ИСХОДНЫЕ ДАННЫЕ:

_ _ _ _ _ _ _

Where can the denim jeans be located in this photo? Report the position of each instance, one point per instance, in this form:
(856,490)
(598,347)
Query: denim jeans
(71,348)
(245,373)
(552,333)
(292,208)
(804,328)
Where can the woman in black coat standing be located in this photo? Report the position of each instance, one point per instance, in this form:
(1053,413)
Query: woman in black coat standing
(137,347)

_ _ _ _ _ _ _

ЗАДАНИЕ: Замените «black coat» на «gray jacket» и перепишите всё, начиная со строки с «Where can the woman» и вниз до последней строки включительно. Остальное оставьте без изменений.

ОТВЕТ:
Where can the woman in gray jacket standing be located in this photo? Report the position of each instance, one point per instance, in this form:
(1053,413)
Query: woman in gray jacket standing
(137,347)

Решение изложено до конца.